┌─ Task material

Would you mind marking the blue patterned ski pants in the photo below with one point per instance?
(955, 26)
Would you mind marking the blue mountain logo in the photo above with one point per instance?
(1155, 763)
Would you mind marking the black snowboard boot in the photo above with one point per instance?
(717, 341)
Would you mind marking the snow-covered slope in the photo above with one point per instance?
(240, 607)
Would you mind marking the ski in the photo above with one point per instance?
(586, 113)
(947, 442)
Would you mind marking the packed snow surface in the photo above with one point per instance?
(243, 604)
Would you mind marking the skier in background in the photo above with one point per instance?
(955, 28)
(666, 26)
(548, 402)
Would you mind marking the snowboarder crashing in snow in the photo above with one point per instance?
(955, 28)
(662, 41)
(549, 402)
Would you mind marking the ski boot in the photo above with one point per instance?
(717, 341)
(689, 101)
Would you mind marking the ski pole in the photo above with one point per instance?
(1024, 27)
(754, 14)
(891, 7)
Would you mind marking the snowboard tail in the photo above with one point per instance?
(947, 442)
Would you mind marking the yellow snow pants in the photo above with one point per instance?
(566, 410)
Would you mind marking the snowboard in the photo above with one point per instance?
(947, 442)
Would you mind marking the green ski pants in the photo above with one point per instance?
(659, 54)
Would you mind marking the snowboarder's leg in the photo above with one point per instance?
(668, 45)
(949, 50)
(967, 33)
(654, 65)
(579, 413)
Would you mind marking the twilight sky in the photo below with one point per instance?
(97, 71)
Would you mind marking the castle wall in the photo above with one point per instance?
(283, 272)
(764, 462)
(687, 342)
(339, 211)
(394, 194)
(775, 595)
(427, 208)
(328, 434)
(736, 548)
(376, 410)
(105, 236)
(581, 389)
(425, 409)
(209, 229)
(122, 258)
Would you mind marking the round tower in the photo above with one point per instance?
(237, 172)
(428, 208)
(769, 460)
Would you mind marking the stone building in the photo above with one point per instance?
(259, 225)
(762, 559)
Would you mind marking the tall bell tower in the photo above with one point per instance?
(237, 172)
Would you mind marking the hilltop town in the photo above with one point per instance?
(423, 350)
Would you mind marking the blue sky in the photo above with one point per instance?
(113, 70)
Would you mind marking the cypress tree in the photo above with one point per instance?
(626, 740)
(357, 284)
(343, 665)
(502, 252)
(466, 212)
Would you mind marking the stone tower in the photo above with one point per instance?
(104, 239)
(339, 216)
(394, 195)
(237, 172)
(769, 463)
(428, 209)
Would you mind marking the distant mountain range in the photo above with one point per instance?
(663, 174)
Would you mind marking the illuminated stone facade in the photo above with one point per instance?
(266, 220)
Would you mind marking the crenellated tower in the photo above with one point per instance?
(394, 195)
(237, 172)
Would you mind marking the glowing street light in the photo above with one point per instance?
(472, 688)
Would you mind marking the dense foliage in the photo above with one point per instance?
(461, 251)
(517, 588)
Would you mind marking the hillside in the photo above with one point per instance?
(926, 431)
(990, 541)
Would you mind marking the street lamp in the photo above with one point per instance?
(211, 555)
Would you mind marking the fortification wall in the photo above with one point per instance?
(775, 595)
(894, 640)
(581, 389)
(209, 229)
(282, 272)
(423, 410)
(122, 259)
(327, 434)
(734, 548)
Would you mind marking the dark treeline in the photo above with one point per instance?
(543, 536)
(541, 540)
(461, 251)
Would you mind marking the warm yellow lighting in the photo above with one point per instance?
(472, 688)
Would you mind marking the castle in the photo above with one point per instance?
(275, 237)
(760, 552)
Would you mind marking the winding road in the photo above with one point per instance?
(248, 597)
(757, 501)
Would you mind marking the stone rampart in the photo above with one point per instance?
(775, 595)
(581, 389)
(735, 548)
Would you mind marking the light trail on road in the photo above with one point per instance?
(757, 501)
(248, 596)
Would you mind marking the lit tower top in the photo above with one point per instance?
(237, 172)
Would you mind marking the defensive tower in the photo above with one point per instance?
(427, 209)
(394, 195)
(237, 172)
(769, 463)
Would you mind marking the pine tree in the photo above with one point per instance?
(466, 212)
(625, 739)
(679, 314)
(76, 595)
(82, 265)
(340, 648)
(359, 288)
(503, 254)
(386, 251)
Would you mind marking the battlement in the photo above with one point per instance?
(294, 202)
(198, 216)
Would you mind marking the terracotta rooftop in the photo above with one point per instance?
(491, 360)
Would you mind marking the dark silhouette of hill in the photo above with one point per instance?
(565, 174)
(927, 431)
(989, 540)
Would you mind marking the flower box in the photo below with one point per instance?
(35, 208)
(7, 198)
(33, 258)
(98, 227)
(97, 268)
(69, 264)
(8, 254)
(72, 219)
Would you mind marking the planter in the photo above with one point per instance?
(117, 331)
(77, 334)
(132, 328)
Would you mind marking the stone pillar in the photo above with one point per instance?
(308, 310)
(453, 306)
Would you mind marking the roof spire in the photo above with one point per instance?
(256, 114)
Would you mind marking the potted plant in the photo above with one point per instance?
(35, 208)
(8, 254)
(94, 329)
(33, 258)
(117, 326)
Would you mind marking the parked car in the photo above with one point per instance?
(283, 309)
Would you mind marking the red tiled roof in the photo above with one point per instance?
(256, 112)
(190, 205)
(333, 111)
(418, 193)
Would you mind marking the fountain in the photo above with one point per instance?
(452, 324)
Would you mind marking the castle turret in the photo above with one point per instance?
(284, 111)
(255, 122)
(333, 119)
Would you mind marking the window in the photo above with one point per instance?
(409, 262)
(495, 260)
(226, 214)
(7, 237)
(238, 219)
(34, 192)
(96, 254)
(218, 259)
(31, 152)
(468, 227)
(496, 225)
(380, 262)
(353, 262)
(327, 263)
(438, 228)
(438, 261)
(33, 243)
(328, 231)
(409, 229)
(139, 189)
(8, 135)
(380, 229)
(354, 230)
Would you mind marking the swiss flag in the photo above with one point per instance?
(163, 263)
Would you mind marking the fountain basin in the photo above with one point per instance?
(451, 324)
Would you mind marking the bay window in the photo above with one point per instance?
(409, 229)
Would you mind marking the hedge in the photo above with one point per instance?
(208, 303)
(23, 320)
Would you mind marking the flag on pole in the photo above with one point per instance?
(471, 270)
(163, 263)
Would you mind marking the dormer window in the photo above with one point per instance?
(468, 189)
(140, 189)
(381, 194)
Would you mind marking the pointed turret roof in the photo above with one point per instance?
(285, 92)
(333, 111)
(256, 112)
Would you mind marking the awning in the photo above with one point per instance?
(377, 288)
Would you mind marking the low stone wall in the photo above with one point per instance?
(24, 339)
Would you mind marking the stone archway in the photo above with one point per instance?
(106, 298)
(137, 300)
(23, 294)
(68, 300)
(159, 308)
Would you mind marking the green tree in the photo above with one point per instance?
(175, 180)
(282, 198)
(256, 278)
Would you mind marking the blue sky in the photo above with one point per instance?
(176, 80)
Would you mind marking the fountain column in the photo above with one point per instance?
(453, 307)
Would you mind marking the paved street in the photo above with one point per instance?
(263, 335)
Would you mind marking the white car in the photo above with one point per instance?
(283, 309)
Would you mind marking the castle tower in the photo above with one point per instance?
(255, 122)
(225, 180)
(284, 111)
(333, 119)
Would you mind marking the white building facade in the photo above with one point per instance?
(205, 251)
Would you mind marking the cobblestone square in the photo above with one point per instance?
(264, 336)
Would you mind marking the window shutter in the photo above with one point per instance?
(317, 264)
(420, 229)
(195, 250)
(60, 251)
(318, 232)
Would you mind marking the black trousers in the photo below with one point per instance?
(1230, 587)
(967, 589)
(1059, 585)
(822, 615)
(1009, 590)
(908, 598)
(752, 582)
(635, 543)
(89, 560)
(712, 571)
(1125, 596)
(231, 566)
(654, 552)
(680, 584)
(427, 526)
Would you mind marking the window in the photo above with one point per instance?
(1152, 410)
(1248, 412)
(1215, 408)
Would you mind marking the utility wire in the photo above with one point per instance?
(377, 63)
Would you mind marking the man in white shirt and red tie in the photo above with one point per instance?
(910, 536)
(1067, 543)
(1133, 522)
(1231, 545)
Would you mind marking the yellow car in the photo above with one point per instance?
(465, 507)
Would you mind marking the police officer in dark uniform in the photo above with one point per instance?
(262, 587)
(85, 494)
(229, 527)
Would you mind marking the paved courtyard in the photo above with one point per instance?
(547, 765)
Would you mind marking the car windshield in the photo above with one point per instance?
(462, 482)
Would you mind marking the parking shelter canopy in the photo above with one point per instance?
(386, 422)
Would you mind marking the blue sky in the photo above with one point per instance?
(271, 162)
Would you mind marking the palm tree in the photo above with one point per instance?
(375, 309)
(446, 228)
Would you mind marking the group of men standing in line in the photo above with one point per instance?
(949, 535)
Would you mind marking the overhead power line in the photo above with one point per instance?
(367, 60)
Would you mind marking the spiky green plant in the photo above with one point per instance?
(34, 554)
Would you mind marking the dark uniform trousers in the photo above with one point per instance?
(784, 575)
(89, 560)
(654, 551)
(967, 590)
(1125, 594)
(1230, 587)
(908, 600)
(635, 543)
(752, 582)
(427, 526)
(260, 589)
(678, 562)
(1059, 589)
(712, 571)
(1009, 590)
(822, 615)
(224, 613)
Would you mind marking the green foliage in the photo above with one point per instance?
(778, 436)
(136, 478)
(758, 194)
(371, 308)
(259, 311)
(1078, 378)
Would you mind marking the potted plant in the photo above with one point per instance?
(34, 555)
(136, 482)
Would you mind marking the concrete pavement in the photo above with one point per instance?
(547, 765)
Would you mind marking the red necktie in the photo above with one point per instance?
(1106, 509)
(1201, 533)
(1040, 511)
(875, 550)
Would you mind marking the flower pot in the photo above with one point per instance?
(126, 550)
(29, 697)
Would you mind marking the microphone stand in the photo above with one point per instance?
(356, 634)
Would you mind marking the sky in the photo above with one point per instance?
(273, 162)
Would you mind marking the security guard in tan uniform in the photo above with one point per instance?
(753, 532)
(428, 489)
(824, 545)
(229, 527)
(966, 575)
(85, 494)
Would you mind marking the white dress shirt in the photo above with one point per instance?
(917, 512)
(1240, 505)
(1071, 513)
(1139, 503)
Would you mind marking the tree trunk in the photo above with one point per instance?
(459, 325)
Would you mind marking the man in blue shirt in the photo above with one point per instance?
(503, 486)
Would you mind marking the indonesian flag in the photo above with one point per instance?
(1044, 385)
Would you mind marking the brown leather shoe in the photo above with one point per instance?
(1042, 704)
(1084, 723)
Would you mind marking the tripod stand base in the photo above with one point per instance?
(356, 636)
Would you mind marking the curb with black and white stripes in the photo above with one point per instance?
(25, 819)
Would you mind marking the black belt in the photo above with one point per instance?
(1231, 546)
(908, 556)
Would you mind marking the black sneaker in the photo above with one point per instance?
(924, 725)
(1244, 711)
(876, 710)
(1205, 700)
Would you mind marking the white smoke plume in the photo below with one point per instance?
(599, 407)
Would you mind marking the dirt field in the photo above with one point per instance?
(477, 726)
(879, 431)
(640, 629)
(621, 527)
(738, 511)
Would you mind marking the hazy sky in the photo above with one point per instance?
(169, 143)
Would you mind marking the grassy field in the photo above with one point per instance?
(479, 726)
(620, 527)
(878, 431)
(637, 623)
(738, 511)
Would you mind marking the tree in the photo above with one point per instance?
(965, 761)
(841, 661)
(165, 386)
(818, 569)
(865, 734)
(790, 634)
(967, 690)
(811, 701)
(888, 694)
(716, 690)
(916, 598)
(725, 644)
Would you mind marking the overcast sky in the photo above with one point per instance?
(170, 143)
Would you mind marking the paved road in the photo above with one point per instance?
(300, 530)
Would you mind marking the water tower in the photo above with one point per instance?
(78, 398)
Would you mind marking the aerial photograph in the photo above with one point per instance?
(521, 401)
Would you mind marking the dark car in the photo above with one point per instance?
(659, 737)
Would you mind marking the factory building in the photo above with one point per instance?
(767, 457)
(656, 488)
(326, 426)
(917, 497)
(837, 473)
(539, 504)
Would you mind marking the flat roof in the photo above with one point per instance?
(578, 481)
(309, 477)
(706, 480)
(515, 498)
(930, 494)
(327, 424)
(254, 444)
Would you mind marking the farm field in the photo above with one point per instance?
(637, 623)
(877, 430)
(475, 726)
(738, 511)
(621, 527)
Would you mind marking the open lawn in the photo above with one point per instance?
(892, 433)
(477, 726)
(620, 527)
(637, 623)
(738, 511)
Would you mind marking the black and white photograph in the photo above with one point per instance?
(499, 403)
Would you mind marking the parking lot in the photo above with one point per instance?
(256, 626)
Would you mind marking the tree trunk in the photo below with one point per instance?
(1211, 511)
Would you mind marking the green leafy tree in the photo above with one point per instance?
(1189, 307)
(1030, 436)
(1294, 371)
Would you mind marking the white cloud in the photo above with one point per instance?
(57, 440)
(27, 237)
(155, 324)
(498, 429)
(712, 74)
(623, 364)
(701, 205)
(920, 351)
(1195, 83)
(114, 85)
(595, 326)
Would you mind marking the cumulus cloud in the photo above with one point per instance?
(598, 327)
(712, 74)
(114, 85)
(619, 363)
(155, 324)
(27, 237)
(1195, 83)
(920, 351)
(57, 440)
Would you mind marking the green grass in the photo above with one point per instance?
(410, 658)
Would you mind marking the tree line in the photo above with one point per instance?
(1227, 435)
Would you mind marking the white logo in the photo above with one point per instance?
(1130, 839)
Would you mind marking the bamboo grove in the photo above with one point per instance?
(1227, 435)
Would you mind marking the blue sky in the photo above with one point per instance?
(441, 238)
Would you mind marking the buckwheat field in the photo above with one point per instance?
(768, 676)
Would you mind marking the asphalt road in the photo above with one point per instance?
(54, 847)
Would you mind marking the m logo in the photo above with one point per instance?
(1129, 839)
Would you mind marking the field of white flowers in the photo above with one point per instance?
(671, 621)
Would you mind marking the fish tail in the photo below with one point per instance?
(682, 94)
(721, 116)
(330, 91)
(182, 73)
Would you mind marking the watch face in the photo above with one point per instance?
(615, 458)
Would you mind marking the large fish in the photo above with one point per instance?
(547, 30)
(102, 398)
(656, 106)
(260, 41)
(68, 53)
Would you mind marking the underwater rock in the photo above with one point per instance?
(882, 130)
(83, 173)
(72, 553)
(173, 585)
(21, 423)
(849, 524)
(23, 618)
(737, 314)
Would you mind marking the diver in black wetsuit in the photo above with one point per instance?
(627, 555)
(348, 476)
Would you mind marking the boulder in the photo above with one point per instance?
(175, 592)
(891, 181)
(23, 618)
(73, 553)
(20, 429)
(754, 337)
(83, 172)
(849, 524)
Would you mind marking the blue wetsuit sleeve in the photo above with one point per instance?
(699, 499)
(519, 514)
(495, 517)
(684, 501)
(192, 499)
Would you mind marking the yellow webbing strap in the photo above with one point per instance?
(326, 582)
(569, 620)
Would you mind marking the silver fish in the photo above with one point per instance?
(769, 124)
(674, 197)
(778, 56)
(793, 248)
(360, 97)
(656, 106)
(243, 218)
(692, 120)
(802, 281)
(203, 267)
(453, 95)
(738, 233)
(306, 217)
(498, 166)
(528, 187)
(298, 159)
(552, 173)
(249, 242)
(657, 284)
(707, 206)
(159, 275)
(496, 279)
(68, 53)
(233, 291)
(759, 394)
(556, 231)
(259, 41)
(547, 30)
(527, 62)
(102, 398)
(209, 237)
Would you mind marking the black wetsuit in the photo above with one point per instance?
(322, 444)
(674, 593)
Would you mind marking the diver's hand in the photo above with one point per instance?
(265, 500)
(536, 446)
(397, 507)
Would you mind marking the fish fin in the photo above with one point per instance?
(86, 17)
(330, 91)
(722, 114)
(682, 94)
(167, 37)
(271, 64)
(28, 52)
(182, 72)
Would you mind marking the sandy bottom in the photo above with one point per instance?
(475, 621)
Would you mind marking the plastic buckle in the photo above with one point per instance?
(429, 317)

└─

Task objective:
Set down only these lines, exactly: the line containing "Would you mind marking the underwater" and each line after it, through the end of the listing.

Answer below:
Would you mind marking the underwater rock in the photo above with one point per instance?
(882, 130)
(83, 173)
(72, 553)
(173, 585)
(21, 423)
(849, 524)
(23, 618)
(737, 314)
Would you mind marking the diver in black wetsuit in the photo above with one point per instance?
(627, 555)
(348, 476)
Would you mind marking the boulder in the photo above with one point per instance?
(175, 592)
(891, 181)
(23, 618)
(73, 553)
(20, 429)
(754, 337)
(83, 172)
(849, 524)
Would you mind marking the blue wetsuit sleeve in the photo above with one point per instance?
(699, 499)
(519, 514)
(495, 517)
(684, 501)
(192, 499)
Would you mind marking the yellow webbing strap in the photo above with one point per instance?
(326, 582)
(569, 620)
Would you mind marking the silver fish in the photo above with one point per instance?
(769, 124)
(674, 197)
(778, 56)
(793, 248)
(360, 97)
(656, 106)
(243, 218)
(692, 120)
(802, 281)
(203, 267)
(453, 95)
(738, 233)
(306, 217)
(498, 166)
(528, 187)
(298, 159)
(552, 173)
(249, 242)
(657, 284)
(707, 206)
(159, 275)
(496, 279)
(68, 53)
(233, 291)
(759, 394)
(556, 231)
(259, 41)
(547, 30)
(527, 62)
(102, 398)
(209, 237)
Would you mind marking the black wetsuit in the photo above with one point per instance?
(322, 444)
(674, 593)
Would you mind marking the diver's hand in the photo above with one point per instance?
(265, 500)
(536, 446)
(397, 507)
Would you mind marking the fish fin in the photo above with one point per instance?
(86, 17)
(330, 91)
(722, 114)
(682, 94)
(167, 37)
(271, 64)
(28, 52)
(182, 72)
Would you mind marking the sandy bottom in the photo above with one point per instance?
(475, 621)
Would you mind marking the plastic buckle in the photo above with one point per instance?
(429, 317)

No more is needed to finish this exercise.